Фрагмент для чтения —
*-*-*
Таким образом, понимание освободительных практик, как и их осуществимость «на деле», предполагает принятие долга именно в строгой кантовской его трактовке, т. е. как «априорного», чисто формального (пустого), универсального и абсолютного, и без такого принятия по-кантовски осмысленного долга революционное трансцендентирование наличной действительности окажется немыслимым. То же самое можно сказать и о кантовской идее постулатов, «расширяющих» практический разум до включения в него предметов наших надежд. Они, конечно, не обязаны совпадать с кантовской троицей Бога, бессмертия и свободы, которая – с учетом специфики кантовских отношений между ее ипостасями – годится именно для слабых людей, чье участие в радикальных освободительных проектах, характерных для Современности, наименее вероятно.
*-*-*
Список —
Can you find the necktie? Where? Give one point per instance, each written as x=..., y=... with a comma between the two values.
*-*-*
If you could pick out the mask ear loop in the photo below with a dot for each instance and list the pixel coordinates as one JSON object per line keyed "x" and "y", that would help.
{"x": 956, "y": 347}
*-*-*
Что требуется —
1/ Перечислите все характеристики, которыми во фрагменте о кантовском долге описан долг в его строгой кантовской трактовке.
2/ Продолжите фрагмент о кантовском долге и освободительных практиках, начав сразу после его последнего предложения.
Список к выполнению заданий отношения не имеет.

Ответы по заданиям —
1/ Априорный, чисто формальный (пустой), универсальный, абсолютный.

2/
Историзм – в отличие от историцизма с его пафосом релятивизации всего и вся – призван выяснить именно то, каким образом в определенные периоды истории «возникает» представление об «априорном», формальном, универсальном и абсолютном долге – в смысле актуализации идеи такого долга, «всегда» присутствующей в арсенале культуры, прошедшей хоть какое-то «обучение» в школах стоицизма и скептицизма. Более того, историзму следует понять, каким образом идея такого долга в действительности становится существенным моментом политических и культурных практик, выступает, если использовать выражение Блоха, в качестве «априори политики и культуры», которые, конечно же, всегда принадлежат «эмпирическому» миру и так или иначе формообразуют его[384].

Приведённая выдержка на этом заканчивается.